Rewrite all of the data below as a numbered list with one line per item, leaving out any blank lines.
-- Begin AVAILABLE RECORDS --
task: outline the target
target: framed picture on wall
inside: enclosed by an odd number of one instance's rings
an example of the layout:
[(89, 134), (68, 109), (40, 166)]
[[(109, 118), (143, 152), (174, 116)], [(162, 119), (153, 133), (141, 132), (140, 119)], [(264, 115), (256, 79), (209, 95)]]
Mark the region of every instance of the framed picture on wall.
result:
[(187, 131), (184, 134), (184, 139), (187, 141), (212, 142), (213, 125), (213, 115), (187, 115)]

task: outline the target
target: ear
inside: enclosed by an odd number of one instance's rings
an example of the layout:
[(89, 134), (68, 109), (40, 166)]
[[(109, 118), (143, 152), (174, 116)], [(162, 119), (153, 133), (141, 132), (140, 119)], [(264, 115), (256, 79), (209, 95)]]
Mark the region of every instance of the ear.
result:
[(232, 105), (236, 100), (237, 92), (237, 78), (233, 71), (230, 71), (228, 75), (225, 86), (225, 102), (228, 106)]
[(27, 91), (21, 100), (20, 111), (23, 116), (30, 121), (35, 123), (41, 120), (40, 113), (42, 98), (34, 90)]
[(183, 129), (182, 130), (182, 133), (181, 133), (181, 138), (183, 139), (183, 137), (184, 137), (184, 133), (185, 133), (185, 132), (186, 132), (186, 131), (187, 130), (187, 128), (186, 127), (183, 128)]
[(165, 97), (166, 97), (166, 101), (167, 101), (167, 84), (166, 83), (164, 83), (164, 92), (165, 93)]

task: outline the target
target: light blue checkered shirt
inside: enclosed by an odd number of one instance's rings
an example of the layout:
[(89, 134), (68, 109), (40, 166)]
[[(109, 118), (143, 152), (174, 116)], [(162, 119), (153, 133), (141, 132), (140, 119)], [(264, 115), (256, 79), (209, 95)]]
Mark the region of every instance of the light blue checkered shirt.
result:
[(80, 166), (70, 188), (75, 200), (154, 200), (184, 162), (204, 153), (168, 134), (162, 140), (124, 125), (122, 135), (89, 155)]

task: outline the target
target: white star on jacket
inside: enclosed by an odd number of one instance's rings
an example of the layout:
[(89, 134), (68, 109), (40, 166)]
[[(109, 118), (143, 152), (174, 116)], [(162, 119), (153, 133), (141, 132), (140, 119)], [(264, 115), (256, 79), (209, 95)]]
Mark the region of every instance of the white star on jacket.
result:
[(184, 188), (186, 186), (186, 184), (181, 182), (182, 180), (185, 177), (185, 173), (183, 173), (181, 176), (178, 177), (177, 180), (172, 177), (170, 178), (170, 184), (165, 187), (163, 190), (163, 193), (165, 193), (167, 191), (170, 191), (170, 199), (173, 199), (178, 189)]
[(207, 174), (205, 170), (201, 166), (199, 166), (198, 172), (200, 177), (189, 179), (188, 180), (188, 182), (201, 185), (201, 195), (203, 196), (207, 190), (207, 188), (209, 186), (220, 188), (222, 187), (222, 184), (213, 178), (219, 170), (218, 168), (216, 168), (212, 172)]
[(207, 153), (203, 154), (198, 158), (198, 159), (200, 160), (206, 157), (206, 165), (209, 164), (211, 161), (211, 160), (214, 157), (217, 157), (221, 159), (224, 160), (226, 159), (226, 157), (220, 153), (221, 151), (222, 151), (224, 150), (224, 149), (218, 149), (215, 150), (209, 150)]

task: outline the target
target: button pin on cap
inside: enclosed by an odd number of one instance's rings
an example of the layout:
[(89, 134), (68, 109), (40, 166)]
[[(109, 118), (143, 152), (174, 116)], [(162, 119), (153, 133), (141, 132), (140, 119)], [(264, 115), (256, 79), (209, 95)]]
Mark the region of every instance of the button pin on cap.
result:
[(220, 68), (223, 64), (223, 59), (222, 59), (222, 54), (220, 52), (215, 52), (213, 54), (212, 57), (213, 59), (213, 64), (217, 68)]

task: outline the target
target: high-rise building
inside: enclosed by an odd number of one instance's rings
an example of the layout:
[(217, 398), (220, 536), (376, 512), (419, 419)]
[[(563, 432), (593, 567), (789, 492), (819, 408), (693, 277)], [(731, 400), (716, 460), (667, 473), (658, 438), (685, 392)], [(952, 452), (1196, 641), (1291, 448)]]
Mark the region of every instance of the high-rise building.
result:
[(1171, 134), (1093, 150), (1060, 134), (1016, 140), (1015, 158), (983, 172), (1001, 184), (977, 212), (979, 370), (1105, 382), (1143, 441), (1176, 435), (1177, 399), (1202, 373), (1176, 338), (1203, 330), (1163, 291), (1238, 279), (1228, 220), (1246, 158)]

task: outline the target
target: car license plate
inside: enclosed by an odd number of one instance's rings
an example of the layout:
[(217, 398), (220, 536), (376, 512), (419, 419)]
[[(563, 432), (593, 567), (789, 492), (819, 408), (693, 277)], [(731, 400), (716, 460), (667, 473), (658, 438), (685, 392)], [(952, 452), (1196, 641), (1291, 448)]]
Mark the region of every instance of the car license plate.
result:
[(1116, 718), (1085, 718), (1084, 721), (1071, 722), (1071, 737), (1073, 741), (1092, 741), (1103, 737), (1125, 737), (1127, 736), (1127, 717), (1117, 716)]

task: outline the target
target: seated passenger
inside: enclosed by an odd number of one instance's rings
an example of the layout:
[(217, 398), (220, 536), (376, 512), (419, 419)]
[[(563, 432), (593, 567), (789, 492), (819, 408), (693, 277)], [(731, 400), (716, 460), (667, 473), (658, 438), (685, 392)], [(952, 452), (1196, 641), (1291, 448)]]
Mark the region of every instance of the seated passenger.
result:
-- End AVAILABLE RECORDS --
### [SOLVED PROBLEM]
1. task: outline the target
2. target: framed picture on wall
3. inside: enclosed by an odd number of one instance's rings
4. an example of the layout:
5. [(89, 134), (68, 109), (40, 166)]
6. [[(109, 118), (143, 152), (174, 116)], [(162, 119), (153, 133), (141, 132), (140, 119)], [(264, 115), (256, 79), (209, 95)]]
7. Mark the region of every instance of the framed picture on wall.
8. result:
9. [(187, 131), (184, 134), (184, 139), (187, 141), (212, 142), (213, 125), (213, 115), (187, 115)]
10. task: outline the target
11. target: ear
12. inside: enclosed by an odd number of one instance's rings
13. an example of the layout:
14. [(89, 134), (68, 109), (40, 166)]
15. [[(109, 118), (143, 152), (174, 116)], [(162, 119), (153, 133), (141, 132), (140, 119)], [(264, 115), (256, 79), (209, 95)]]
16. Mark the region of every instance of the ear.
17. result:
18. [(232, 105), (236, 100), (237, 92), (237, 78), (233, 71), (230, 71), (228, 75), (225, 86), (225, 102), (228, 106)]
19. [(27, 91), (21, 100), (20, 111), (23, 116), (30, 121), (35, 123), (41, 120), (40, 113), (42, 98), (34, 90)]
20. [(183, 129), (182, 130), (182, 133), (181, 133), (181, 138), (183, 139), (183, 137), (184, 137), (184, 133), (185, 133), (185, 132), (186, 132), (186, 131), (187, 130), (187, 128), (186, 127), (183, 128)]
21. [(165, 97), (166, 97), (166, 101), (167, 101), (167, 84), (166, 83), (164, 83), (164, 92), (165, 93)]
22. task: outline the target
23. target: light blue checkered shirt
24. inside: enclosed by an odd number of one instance's rings
25. an example of the layout:
26. [(89, 134), (68, 109), (40, 166)]
27. [[(109, 118), (143, 152), (174, 116)], [(162, 119), (153, 133), (141, 132), (140, 119)], [(264, 115), (256, 79), (209, 95)]]
28. Mark the region of every instance of the light blue checkered shirt.
29. result:
30. [(80, 166), (70, 188), (75, 200), (154, 200), (184, 162), (204, 153), (168, 134), (162, 140), (124, 125), (122, 135), (89, 155)]
31. task: outline the target
32. target: white star on jacket
33. inside: enclosed by an odd number of one instance's rings
34. an example of the layout:
35. [(89, 134), (68, 109), (40, 166)]
36. [[(109, 118), (143, 152), (174, 116)], [(162, 119), (153, 133), (141, 132), (140, 119)], [(264, 115), (256, 79), (209, 95)]]
37. Mark the region of every instance of the white star on jacket.
38. result:
39. [(184, 188), (186, 186), (186, 184), (181, 182), (182, 180), (185, 177), (185, 173), (183, 173), (181, 176), (178, 177), (177, 180), (172, 177), (170, 178), (170, 184), (165, 187), (163, 190), (163, 193), (165, 193), (167, 191), (170, 191), (170, 199), (173, 199), (178, 189)]
40. [(207, 174), (205, 170), (201, 166), (199, 166), (198, 172), (200, 177), (189, 179), (188, 180), (188, 182), (201, 185), (201, 195), (203, 196), (207, 190), (207, 188), (209, 186), (220, 188), (222, 187), (222, 184), (213, 178), (219, 170), (218, 168), (216, 168), (212, 172)]
41. [(207, 153), (203, 154), (198, 158), (198, 159), (200, 160), (206, 157), (206, 165), (209, 164), (211, 161), (211, 160), (214, 157), (217, 157), (221, 159), (224, 160), (226, 159), (226, 157), (220, 153), (221, 151), (222, 151), (224, 150), (224, 149), (218, 149), (215, 150), (209, 150)]
42. task: outline the target
43. target: button pin on cap
44. inside: enclosed by an odd number of one instance's rings
45. an example of the layout:
46. [(89, 134), (68, 109), (40, 166)]
47. [[(109, 118), (143, 152), (174, 116)], [(162, 119), (153, 133), (141, 132), (140, 119)], [(264, 115), (256, 79), (209, 95)]]
48. Mark the region of every instance of the button pin on cap.
49. result:
50. [(220, 68), (223, 64), (223, 59), (222, 59), (222, 54), (220, 52), (215, 52), (213, 54), (212, 57), (213, 59), (213, 64), (217, 68)]
51. task: outline the target
52. target: high-rise building
53. inside: enclosed by an odd number of one instance's rings
54. an example of the layout:
55. [(217, 398), (220, 536), (376, 512), (419, 419)]
56. [[(563, 432), (593, 567), (789, 492), (819, 408), (693, 277)], [(731, 400), (716, 460), (667, 473), (658, 438), (685, 392)], [(952, 452), (1196, 641), (1291, 448)]]
57. Mark the region of every instance of the high-rise building.
58. result:
59. [(1171, 134), (1093, 150), (1060, 134), (1016, 140), (1015, 158), (983, 172), (1001, 184), (977, 212), (979, 370), (1105, 382), (1143, 441), (1176, 435), (1177, 399), (1202, 373), (1176, 338), (1203, 330), (1163, 291), (1238, 279), (1228, 220), (1246, 158)]
60. task: outline the target
61. target: car license plate
62. inside: enclosed by an odd number of one instance's rings
63. an example of the layout:
64. [(217, 398), (220, 536), (376, 512), (419, 419)]
65. [[(563, 432), (593, 567), (789, 492), (819, 408), (693, 277)], [(731, 400), (716, 460), (667, 473), (658, 438), (685, 392)], [(952, 452), (1196, 641), (1291, 448)]]
66. Mark the region of every instance of the car license plate.
67. result:
68. [(1116, 718), (1085, 718), (1084, 721), (1071, 722), (1071, 737), (1073, 741), (1092, 741), (1103, 737), (1125, 737), (1127, 736), (1127, 717), (1117, 716)]
69. task: outline the target
70. target: seated passenger
71. inside: enclosed by an odd number of one instance's rings
72. an example of the layout:
73. [(217, 398), (220, 536), (376, 512), (419, 419)]
74. [[(563, 432), (593, 567), (789, 492), (819, 408), (693, 277)], [(731, 400), (716, 460), (667, 473), (658, 438), (685, 392)], [(952, 452), (1196, 641), (1291, 448)]]
75. Mark the region of every instance of the seated passenger.
76. result:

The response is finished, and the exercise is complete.